• _Task to complete_
Can you put everything from the start of the records below down to the line containing "Your masks, with" into a JSON list of strings, one string per line and no blank lines? Include both ends and nothing past that line.

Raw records

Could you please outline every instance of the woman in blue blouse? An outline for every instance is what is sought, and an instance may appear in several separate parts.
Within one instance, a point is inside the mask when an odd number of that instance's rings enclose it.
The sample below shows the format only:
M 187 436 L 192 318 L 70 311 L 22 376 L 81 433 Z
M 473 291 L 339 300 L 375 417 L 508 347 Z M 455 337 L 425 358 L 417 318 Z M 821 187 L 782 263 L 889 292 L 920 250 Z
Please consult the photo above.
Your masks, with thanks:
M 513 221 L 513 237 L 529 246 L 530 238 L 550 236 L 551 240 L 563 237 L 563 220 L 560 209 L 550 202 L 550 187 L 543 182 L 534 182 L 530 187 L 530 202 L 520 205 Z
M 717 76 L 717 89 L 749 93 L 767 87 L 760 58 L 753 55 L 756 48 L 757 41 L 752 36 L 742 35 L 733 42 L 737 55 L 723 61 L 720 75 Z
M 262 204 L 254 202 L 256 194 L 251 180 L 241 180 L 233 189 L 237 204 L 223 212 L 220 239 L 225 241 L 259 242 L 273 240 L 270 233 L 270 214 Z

• _Output of the task_
[
  "Could you please outline every instance of the woman in blue blouse? An outline for every instance is what is sought, and an instance may appear in several separate parts.",
  "Within one instance, a point is inside the mask when an odd number of that instance's rings enclose it.",
  "The sample below shows the format only:",
  "M 187 436 L 192 318 L 70 311 L 22 376 L 81 433 Z",
  "M 473 291 L 339 300 L 375 417 L 508 347 Z M 455 337 L 425 358 L 417 318 Z M 821 187 L 782 263 L 889 292 L 920 250 Z",
  "Please consult the photo above.",
  "Your masks, with thanks:"
]